== YOUR INSTRUCTIONS ==
Exactly as written, restate the material below from its first line through the line containing "Query: **distant dark", and stop there.
((
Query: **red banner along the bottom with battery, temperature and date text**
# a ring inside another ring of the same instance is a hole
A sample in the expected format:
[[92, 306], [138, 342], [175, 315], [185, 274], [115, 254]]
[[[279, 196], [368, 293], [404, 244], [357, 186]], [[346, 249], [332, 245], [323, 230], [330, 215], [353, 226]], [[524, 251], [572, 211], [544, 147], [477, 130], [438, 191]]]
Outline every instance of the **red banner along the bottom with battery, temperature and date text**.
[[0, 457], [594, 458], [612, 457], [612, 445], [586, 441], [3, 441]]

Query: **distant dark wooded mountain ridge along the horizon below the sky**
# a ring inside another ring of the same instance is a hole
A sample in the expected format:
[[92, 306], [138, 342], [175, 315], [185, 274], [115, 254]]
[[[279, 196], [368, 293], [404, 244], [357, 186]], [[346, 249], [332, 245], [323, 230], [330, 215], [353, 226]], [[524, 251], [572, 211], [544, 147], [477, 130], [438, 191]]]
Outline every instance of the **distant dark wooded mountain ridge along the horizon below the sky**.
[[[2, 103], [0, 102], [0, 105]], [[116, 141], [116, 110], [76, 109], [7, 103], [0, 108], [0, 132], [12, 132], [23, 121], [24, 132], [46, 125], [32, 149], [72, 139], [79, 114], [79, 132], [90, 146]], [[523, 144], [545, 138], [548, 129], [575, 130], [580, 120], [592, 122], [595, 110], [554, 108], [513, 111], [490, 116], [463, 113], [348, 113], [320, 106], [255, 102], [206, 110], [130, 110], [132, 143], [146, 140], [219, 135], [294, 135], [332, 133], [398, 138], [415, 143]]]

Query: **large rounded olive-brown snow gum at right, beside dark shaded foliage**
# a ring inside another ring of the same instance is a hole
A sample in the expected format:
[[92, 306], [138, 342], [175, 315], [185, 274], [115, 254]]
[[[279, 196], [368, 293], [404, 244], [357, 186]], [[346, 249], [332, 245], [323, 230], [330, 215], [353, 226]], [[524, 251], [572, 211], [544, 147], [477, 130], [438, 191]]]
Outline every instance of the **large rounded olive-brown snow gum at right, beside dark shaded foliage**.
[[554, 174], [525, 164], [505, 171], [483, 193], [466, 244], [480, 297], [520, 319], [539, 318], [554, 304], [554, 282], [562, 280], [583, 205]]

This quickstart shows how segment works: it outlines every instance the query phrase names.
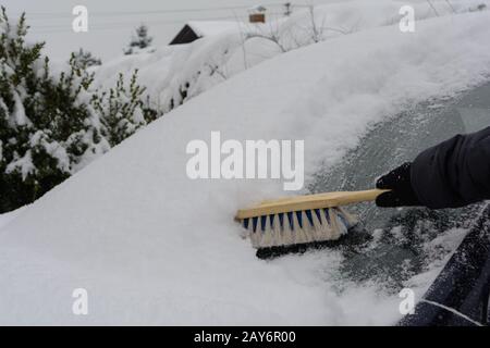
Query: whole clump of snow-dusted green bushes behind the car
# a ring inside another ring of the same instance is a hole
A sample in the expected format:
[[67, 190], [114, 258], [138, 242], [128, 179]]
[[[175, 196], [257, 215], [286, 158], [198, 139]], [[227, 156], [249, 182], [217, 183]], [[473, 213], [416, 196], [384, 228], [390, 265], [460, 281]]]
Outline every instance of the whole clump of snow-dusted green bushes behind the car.
[[136, 75], [127, 91], [121, 83], [107, 96], [90, 89], [94, 73], [75, 54], [52, 74], [44, 44], [25, 41], [27, 29], [24, 15], [12, 25], [2, 8], [0, 213], [34, 201], [157, 115]]

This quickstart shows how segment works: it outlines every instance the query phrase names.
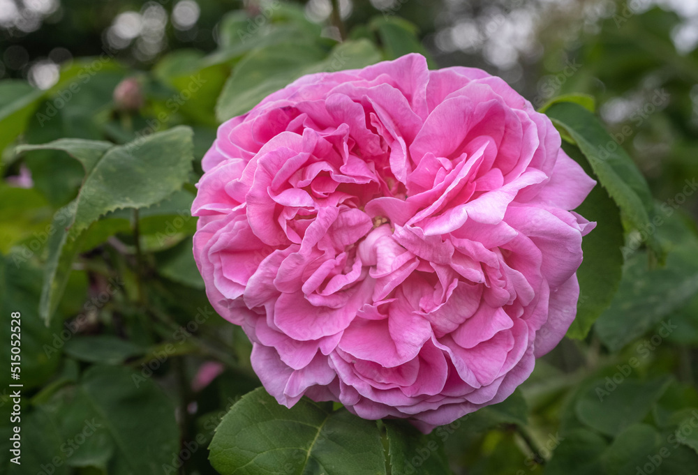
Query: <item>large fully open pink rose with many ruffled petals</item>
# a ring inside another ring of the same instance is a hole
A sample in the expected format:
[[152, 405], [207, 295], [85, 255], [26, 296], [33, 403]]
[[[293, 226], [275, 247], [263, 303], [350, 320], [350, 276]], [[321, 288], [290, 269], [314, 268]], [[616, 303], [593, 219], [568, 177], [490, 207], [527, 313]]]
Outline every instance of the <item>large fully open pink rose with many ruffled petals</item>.
[[307, 75], [223, 123], [202, 165], [207, 295], [283, 405], [429, 431], [505, 400], [574, 319], [595, 223], [570, 210], [595, 181], [482, 70], [409, 54]]

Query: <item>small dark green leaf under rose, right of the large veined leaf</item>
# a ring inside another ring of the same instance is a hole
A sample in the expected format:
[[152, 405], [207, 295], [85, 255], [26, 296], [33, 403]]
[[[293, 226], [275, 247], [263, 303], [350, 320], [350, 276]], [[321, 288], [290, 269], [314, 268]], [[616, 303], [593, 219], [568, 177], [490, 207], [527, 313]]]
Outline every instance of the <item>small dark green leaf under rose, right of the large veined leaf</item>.
[[[443, 444], [435, 434], [424, 435], [410, 423], [385, 421], [392, 474], [449, 475]], [[417, 468], [415, 468], [417, 467]]]

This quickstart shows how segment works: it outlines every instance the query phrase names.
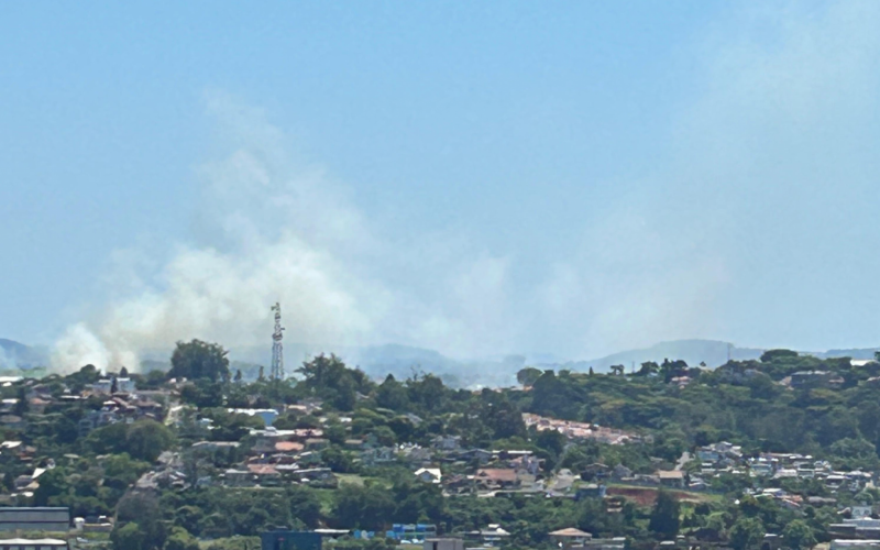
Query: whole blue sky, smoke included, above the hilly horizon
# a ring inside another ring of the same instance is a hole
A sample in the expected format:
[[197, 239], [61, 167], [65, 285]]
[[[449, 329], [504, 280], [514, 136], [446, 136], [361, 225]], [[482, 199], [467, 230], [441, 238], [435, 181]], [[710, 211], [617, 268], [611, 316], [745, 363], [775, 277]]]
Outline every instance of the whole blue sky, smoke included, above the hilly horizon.
[[0, 8], [0, 337], [880, 343], [880, 4]]

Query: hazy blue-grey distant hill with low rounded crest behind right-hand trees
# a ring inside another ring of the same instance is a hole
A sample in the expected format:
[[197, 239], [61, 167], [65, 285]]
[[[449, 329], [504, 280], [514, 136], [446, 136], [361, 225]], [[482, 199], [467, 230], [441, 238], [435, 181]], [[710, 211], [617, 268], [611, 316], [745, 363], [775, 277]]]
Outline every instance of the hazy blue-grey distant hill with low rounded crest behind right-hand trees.
[[590, 361], [568, 362], [559, 366], [572, 371], [586, 371], [592, 366], [595, 371], [605, 372], [612, 365], [624, 365], [627, 372], [629, 372], [634, 364], [636, 369], [638, 369], [641, 363], [647, 361], [660, 363], [664, 359], [669, 359], [670, 361], [681, 359], [692, 366], [696, 366], [702, 362], [705, 363], [706, 366], [715, 367], [727, 362], [728, 350], [730, 359], [736, 361], [759, 359], [761, 353], [763, 353], [763, 350], [737, 348], [729, 342], [722, 342], [719, 340], [675, 340], [671, 342], [660, 342], [650, 348], [622, 351]]

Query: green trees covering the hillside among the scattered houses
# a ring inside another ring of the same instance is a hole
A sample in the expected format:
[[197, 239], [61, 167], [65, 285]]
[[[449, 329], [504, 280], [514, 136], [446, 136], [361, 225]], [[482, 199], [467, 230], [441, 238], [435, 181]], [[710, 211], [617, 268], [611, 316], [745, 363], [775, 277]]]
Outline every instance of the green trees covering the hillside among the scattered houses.
[[[846, 506], [880, 499], [871, 486], [847, 491], [814, 479], [754, 476], [745, 462], [765, 452], [803, 453], [838, 471], [880, 470], [880, 363], [854, 366], [772, 350], [760, 361], [714, 371], [682, 361], [645, 363], [629, 374], [526, 367], [518, 374], [522, 387], [498, 391], [453, 388], [420, 372], [373, 381], [334, 355], [304, 363], [296, 378], [249, 383], [230, 375], [222, 346], [198, 340], [178, 343], [172, 365], [168, 373], [130, 374], [135, 393], [154, 395], [155, 407], [129, 396], [108, 402], [91, 386], [102, 377], [92, 365], [0, 388], [4, 398], [19, 399], [9, 413], [22, 418], [2, 428], [4, 441], [22, 442], [19, 454], [0, 454], [8, 502], [116, 517], [110, 539], [127, 550], [195, 550], [199, 540], [217, 549], [245, 541], [253, 548], [253, 537], [276, 526], [382, 534], [392, 524], [415, 522], [433, 524], [440, 534], [501, 524], [510, 548], [549, 549], [549, 532], [576, 527], [595, 537], [627, 537], [634, 548], [678, 535], [758, 548], [771, 532], [800, 549], [829, 540], [829, 526]], [[803, 372], [821, 374], [796, 374]], [[277, 430], [305, 433], [292, 460], [304, 472], [329, 469], [338, 476], [234, 483], [235, 472], [272, 465], [274, 452], [260, 447], [262, 418], [234, 409], [277, 410]], [[612, 444], [538, 430], [527, 427], [524, 413], [614, 428], [628, 439]], [[441, 451], [436, 438], [452, 438], [461, 455]], [[646, 486], [658, 469], [676, 464], [698, 477], [697, 462], [680, 463], [683, 453], [721, 442], [741, 450], [745, 474], [705, 475], [702, 493]], [[371, 458], [382, 449], [392, 450], [391, 459]], [[495, 454], [465, 454], [474, 450]], [[481, 460], [508, 468], [499, 457], [509, 451], [536, 459], [536, 470], [524, 476], [535, 491], [477, 497], [495, 493], [475, 488], [466, 476]], [[442, 470], [442, 483], [414, 475], [426, 464]], [[610, 477], [607, 470], [618, 465], [631, 472], [630, 481]], [[20, 480], [35, 469], [44, 472], [29, 496], [28, 480]], [[557, 493], [552, 487], [565, 471], [574, 481]], [[593, 482], [608, 485], [604, 499], [587, 491]], [[610, 491], [616, 484], [617, 493]], [[801, 504], [768, 497], [766, 488]], [[811, 504], [810, 497], [824, 501]], [[364, 542], [337, 542], [358, 544]], [[380, 537], [372, 544], [386, 542]]]

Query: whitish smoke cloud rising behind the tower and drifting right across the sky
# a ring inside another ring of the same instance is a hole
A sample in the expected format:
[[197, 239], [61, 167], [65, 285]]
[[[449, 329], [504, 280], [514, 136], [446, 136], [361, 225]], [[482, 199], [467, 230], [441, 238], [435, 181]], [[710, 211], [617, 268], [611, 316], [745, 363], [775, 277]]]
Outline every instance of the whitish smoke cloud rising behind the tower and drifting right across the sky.
[[[878, 206], [880, 4], [761, 3], [736, 18], [707, 31], [700, 89], [673, 117], [663, 163], [573, 227], [576, 245], [528, 280], [528, 250], [384, 230], [265, 113], [208, 95], [223, 154], [198, 170], [191, 240], [120, 251], [109, 305], [67, 330], [54, 363], [133, 366], [190, 338], [267, 343], [275, 301], [296, 342], [459, 358], [584, 358], [674, 338], [811, 348], [854, 311], [880, 321], [877, 300], [851, 296], [878, 261], [844, 252], [880, 244], [847, 231]], [[816, 271], [820, 260], [842, 267]], [[869, 326], [853, 338], [872, 338]]]

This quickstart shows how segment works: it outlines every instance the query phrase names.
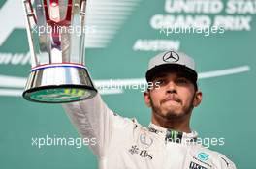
))
== TASK ANSWER ==
Query: **red banner along the bottom with battery, temperature and date text**
# a ring inside another ring of the same instance is a hole
A sample in the expected format:
[[92, 306], [138, 342], [175, 315], [185, 274], [115, 254]]
[[[279, 196], [368, 293], [404, 244], [357, 186]], [[346, 249], [332, 245], [323, 230], [330, 215], [353, 226]], [[524, 251], [572, 211], [544, 147], [477, 130], [438, 191]]]
Outline every instance of the **red banner along the bottom with battery, temperature and date text**.
[[0, 457], [594, 458], [612, 457], [612, 445], [586, 441], [3, 441]]

Query: **distant dark wooded mountain ridge along the horizon below the sky**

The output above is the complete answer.